• [Goal of the exercise]:
Answer from the watershed delineation chapter:
(a) What resource does the chapter point to for reading in detail about the WhiteboxTools used in the activity?
(b) Which function call in the code initializes WhiteboxTools?
(c) Which ggplot theme does the code set as the default?

• [Text shown]:
━━━━━━━━

Chapter 16 Geospatial R Raster - Watershed Delineation

16.1 Introduction

The following activity is available as a template github repository at the following link:

For more: https://geocompr.robinlovelace.net/spatial-class.html#raster-data

To read in detail about any of the WhiteboxTools used in this activity, check out the user manual: https://jblindsay.github.io/wbt_book/intro.html

This activity is adapted from: https://matthewrvross.com/active.html and code from Nate Jones.

In this activity we are going to

Install/Load necessary packages and data:

#install.packages("whitebox", repos="http://R-Forge.R-project.org")

library(tidyverse)
library(raster)
library(sf)
library(whitebox)
library(tmap)
library(stars)
library(rayshader)
library(rgl)

whitebox::wbt_init()

theme_set(theme_classic())

16.2 The watershed delineation tool/process

Explain tool

16.3 Read in DEM

The first several steps are review from the previous activity.

━━━━━━━━

• [Records shown]:
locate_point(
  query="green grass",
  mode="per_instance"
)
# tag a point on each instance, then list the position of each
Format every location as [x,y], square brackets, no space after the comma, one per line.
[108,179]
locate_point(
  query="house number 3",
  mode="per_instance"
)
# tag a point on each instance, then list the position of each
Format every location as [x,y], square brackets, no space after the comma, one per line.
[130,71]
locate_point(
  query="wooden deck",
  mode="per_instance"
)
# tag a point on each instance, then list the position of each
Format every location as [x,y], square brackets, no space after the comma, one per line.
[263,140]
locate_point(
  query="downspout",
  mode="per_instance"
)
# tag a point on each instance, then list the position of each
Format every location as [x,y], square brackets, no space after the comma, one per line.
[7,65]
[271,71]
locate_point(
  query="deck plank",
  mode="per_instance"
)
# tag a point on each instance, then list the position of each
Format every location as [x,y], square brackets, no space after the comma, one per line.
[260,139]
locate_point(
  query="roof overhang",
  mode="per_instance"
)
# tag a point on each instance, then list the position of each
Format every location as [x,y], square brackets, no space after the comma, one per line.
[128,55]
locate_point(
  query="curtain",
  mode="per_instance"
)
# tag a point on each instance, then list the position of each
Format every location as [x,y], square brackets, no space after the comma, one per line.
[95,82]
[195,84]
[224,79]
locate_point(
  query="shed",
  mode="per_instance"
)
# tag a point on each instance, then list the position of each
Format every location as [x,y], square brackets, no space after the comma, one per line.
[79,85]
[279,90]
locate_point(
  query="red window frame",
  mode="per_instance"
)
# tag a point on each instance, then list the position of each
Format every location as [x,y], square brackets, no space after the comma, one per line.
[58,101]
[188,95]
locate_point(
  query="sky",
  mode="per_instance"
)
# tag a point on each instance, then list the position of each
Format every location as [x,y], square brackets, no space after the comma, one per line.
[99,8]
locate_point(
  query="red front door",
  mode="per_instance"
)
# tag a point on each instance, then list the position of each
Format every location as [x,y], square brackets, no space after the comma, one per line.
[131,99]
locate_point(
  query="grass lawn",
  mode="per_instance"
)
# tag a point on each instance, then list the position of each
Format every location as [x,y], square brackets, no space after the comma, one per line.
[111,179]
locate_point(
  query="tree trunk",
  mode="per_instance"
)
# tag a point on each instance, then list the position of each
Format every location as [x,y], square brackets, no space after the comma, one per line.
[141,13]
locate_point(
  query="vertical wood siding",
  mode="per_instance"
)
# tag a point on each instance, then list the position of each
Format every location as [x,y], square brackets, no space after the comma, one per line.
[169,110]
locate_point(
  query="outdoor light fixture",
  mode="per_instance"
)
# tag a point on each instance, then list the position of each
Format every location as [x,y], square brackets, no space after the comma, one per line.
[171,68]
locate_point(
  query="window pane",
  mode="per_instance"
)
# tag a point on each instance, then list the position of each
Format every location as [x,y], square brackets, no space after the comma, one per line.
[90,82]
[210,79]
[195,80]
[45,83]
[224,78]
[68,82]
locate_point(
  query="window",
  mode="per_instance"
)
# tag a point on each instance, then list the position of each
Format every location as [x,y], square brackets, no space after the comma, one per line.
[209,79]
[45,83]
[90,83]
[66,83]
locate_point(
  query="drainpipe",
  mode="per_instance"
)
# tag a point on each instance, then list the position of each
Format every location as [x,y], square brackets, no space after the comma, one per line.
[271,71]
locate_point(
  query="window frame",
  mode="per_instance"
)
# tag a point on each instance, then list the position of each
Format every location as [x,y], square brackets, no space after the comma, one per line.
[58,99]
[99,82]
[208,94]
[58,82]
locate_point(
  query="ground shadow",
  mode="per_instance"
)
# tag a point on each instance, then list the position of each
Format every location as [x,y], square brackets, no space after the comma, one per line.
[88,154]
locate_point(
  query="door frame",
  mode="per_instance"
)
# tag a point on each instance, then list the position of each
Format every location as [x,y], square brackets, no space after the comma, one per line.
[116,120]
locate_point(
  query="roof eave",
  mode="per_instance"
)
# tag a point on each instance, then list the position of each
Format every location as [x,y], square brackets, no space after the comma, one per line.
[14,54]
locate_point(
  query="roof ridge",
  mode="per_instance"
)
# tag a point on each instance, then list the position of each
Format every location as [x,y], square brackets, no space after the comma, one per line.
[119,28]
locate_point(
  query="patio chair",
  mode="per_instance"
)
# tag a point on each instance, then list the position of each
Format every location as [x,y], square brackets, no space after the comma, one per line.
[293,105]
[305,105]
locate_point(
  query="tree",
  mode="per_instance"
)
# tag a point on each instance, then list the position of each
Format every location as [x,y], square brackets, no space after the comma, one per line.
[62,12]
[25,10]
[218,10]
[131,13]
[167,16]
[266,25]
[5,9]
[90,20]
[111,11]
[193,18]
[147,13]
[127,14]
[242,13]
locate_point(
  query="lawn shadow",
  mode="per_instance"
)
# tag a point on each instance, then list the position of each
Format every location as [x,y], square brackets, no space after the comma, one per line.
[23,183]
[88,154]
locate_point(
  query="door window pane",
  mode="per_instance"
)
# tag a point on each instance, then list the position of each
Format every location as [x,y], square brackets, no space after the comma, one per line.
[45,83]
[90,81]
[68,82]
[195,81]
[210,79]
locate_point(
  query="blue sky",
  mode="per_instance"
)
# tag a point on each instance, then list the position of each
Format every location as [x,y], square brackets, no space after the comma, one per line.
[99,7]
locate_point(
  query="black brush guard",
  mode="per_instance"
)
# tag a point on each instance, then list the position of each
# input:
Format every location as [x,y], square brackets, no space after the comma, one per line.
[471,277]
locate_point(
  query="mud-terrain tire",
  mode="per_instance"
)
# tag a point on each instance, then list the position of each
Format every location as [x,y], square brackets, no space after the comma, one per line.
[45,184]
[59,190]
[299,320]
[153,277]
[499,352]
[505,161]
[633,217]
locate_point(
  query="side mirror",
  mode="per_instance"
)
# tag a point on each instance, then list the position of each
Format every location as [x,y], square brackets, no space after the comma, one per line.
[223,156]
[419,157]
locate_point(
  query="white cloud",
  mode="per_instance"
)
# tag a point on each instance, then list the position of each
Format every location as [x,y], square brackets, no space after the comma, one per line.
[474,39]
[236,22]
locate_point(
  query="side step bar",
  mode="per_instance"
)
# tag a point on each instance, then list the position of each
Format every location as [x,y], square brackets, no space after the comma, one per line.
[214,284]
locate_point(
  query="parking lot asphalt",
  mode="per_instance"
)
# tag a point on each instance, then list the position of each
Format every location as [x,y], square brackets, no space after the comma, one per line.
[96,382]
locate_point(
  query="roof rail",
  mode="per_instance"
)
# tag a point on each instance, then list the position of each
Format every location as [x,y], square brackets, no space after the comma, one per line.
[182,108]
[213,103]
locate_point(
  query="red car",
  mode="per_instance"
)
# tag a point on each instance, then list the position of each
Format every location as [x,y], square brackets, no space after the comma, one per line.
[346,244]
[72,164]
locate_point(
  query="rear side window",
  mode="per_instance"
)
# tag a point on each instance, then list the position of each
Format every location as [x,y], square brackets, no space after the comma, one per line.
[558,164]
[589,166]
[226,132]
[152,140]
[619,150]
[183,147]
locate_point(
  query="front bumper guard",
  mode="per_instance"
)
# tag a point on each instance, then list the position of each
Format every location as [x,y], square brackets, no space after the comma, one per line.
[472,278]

━━━━━━━━

• [Result of this exercise]:
(a) The user manual at https://jblindsay.github.io/wbt_book/intro.html
(b) whitebox::wbt_init()
(c) theme_classic(), set with theme_set(theme_classic())